• REQUIREMENT: From the records below, keep only the lines that contain the word "teal" and copy each one in full. Case counts, so a line matches only if it has that exact capitalization.

• DATASET:
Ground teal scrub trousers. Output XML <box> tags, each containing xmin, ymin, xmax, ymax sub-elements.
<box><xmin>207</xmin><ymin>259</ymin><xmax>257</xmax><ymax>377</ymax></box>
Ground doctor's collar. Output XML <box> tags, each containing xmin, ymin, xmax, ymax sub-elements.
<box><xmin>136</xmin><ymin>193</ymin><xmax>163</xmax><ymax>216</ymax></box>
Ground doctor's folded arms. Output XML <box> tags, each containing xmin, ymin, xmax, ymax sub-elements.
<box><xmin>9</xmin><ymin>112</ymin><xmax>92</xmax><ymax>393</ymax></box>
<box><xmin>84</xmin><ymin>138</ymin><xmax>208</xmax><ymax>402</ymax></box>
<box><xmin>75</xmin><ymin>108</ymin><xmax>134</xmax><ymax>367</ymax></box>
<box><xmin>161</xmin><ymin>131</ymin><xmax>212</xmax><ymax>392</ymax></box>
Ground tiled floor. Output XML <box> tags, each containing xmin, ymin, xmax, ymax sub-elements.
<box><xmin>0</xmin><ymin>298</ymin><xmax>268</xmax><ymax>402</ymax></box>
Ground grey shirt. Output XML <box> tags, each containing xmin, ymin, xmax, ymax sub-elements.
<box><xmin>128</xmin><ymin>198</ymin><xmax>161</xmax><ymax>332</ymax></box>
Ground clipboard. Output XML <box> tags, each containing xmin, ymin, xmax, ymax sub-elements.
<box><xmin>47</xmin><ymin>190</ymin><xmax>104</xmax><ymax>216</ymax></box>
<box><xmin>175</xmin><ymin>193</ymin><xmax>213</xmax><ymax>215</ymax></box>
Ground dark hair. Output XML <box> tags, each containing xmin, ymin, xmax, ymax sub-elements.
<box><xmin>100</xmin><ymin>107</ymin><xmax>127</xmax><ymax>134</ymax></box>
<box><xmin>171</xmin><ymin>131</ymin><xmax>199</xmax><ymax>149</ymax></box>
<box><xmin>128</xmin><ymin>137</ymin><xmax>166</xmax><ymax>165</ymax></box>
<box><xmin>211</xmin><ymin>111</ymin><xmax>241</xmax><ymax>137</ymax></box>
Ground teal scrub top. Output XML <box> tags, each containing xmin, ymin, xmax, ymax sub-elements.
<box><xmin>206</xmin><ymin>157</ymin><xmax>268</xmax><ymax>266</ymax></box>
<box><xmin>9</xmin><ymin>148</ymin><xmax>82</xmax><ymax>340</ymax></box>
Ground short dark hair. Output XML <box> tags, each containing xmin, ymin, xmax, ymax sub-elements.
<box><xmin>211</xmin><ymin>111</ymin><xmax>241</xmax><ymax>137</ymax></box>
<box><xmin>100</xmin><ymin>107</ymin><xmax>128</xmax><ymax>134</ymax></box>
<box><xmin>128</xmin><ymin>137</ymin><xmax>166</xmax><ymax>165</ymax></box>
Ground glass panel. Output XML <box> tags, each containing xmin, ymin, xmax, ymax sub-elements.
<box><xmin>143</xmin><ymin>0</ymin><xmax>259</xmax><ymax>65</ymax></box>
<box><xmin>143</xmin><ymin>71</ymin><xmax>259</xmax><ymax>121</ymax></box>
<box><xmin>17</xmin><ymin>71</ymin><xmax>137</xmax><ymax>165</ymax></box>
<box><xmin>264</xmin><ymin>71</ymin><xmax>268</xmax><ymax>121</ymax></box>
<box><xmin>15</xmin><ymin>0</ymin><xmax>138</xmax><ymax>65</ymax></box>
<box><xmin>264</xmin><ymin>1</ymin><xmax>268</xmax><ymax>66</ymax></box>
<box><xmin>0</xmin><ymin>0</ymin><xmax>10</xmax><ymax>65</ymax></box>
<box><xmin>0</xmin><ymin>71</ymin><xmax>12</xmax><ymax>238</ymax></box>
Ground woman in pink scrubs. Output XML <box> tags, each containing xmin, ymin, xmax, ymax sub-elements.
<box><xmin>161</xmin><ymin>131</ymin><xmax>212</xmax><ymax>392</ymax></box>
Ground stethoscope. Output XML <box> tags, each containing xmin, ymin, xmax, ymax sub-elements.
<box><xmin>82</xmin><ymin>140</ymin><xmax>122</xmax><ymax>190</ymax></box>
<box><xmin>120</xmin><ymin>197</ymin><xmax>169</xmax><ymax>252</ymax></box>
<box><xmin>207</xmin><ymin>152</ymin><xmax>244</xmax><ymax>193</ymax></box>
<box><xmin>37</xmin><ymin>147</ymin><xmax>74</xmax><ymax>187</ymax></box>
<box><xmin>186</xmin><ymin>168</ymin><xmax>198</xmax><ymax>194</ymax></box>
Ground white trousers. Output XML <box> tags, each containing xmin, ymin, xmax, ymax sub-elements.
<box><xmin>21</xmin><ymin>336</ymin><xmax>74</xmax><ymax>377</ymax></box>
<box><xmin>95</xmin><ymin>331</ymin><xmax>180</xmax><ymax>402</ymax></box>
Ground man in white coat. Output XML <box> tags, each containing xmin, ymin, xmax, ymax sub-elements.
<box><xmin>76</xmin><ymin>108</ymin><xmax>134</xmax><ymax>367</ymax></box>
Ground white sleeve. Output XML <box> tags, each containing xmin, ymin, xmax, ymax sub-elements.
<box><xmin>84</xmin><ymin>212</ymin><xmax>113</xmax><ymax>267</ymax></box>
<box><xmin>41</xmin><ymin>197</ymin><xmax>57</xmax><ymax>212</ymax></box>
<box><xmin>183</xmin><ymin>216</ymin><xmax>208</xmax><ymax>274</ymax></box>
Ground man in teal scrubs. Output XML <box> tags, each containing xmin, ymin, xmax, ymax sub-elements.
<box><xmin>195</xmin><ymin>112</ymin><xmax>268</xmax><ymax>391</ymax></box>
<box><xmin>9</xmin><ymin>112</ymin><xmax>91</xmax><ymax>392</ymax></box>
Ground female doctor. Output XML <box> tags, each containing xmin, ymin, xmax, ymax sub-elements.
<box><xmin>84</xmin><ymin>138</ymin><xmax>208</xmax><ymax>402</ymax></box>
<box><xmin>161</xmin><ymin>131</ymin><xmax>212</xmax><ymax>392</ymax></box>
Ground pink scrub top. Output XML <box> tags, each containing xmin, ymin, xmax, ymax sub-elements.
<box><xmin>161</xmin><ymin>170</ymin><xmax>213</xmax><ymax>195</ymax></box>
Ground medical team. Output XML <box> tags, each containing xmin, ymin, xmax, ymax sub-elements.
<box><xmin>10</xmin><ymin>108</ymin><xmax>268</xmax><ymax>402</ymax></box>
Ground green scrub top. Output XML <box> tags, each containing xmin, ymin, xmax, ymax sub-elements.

• ANSWER TO THE EXERCISE:
Ground teal scrub trousers. Output XML <box> tags, each containing xmin, ymin, xmax, ymax sub-elements.
Ground teal scrub top. Output XML <box> tags, each containing xmin, ymin, xmax, ymax sub-elements.
Ground man in teal scrubs. Output XML <box> tags, each containing xmin, ymin, xmax, ymax sub-elements.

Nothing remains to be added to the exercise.